Work instruction — Within the records that follow, find every line containing the string "track". Copy those lines.

Data entries

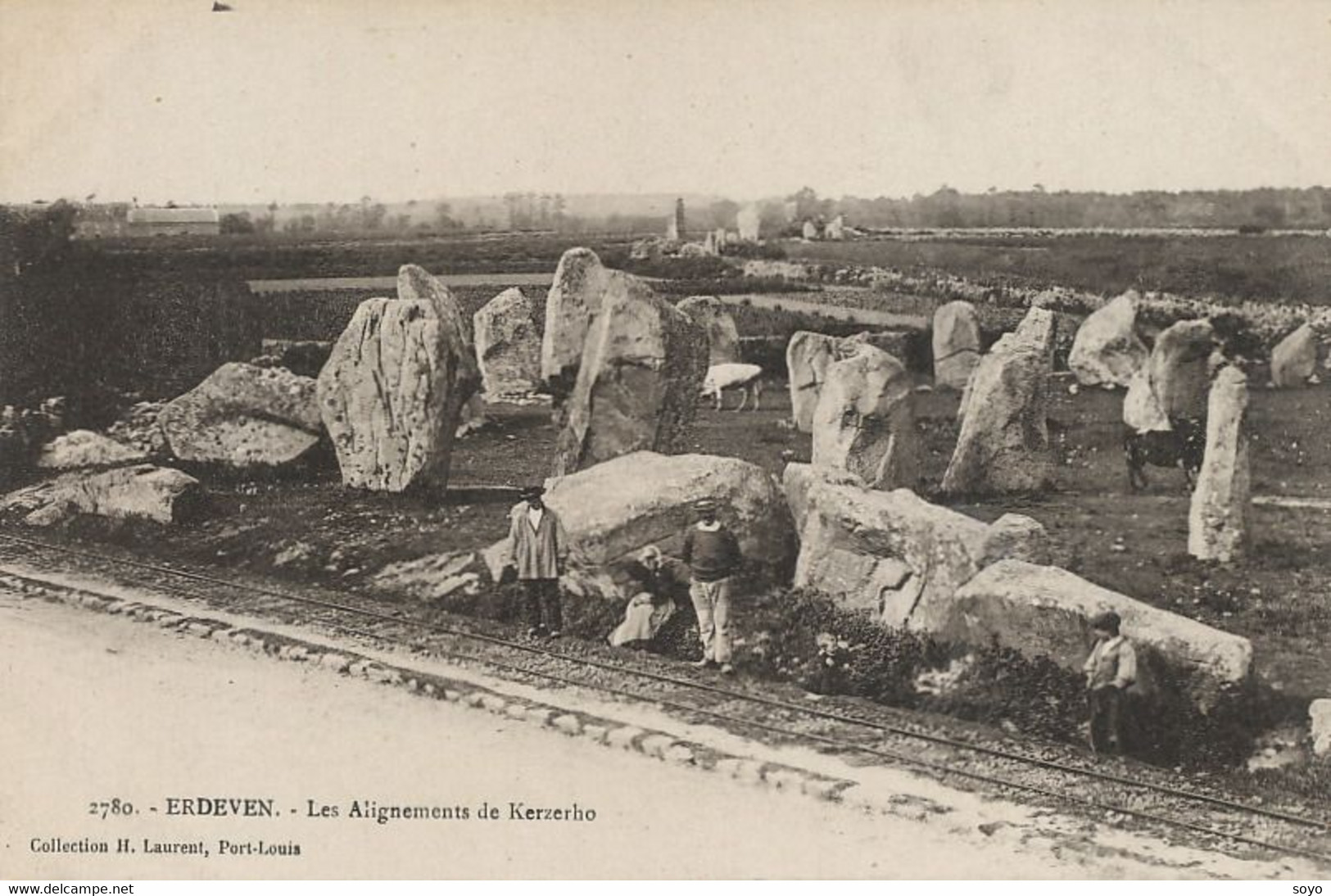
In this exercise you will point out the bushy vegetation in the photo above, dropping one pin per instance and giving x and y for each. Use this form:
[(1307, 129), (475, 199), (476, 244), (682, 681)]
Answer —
[(1258, 268)]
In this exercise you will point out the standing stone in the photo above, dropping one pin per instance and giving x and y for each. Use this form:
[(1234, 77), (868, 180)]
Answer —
[(244, 415), (1294, 359), (1004, 440), (956, 344), (582, 285), (1178, 369), (638, 382), (1217, 525), (1141, 409), (723, 338), (675, 227), (749, 223), (1107, 351), (393, 391), (507, 345), (1320, 726), (807, 360), (864, 421)]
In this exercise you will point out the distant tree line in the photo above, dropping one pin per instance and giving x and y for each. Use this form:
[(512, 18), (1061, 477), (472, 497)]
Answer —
[(1039, 208)]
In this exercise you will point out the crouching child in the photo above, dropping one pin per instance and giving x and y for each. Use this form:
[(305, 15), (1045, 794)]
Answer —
[(1111, 670)]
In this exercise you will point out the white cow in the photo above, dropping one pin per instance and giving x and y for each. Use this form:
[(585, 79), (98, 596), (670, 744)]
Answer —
[(745, 377)]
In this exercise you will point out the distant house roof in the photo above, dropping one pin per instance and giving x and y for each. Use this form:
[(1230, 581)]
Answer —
[(172, 216)]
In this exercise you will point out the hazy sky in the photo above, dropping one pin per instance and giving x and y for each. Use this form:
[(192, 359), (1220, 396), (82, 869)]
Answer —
[(334, 99)]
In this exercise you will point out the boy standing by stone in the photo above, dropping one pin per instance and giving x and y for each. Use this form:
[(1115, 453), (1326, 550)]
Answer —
[(1111, 670), (713, 554), (538, 549)]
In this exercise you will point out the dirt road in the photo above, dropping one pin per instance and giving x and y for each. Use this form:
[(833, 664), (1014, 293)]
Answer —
[(111, 710)]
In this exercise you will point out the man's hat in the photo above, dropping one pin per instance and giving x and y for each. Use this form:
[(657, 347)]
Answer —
[(1107, 621)]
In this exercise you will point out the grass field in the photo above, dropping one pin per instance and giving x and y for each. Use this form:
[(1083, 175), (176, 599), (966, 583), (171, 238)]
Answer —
[(1261, 268)]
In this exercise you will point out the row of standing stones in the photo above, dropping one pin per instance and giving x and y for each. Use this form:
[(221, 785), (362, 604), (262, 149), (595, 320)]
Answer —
[(626, 368)]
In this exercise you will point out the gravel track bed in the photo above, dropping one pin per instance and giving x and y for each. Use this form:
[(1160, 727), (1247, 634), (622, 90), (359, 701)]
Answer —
[(696, 706)]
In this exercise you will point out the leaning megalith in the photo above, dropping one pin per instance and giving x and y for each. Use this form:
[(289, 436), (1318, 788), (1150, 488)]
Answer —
[(582, 285), (807, 360), (723, 338), (1178, 372), (1004, 440), (638, 382), (1217, 523), (1294, 359), (864, 419), (394, 387), (1107, 351), (507, 345), (956, 344)]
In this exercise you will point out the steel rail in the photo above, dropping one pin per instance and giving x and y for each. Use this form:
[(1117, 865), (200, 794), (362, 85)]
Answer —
[(749, 698)]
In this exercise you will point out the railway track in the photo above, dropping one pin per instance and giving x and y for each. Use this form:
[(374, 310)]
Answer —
[(1202, 815)]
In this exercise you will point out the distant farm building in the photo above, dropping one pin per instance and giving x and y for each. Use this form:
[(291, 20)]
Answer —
[(165, 223)]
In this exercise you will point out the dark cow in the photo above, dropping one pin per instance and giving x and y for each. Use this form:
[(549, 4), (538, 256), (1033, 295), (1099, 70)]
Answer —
[(1182, 446)]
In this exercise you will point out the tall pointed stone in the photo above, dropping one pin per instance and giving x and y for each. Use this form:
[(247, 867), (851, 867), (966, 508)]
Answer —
[(507, 345), (956, 344), (1004, 440), (1217, 523), (723, 338), (864, 421), (638, 382), (807, 360), (393, 389), (581, 287)]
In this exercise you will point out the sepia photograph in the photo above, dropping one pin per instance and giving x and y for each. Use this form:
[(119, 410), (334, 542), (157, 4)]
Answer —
[(606, 440)]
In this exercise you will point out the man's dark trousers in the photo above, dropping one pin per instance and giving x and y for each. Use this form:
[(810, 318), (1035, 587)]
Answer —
[(541, 604)]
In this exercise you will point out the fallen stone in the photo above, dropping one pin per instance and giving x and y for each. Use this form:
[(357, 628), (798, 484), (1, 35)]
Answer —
[(864, 419), (1107, 351), (807, 360), (507, 345), (1004, 441), (798, 478), (723, 338), (85, 449), (884, 551), (638, 382), (615, 509), (244, 415), (956, 344), (1294, 360), (142, 491), (1047, 611), (393, 391), (1217, 523)]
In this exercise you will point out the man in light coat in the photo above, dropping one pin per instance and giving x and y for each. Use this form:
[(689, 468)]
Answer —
[(538, 549)]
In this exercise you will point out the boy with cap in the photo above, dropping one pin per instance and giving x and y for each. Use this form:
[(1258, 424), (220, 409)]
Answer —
[(1111, 670), (713, 554), (538, 549)]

Output for this exercise —
In this exercise you will point out the gravel track bed in the photo above, dropping one pin per instance and giving x and y for each. Use this form:
In this exercise you will point out the railway track in the photo above, dropping one pin per instance and giving x and y for each. Use this form:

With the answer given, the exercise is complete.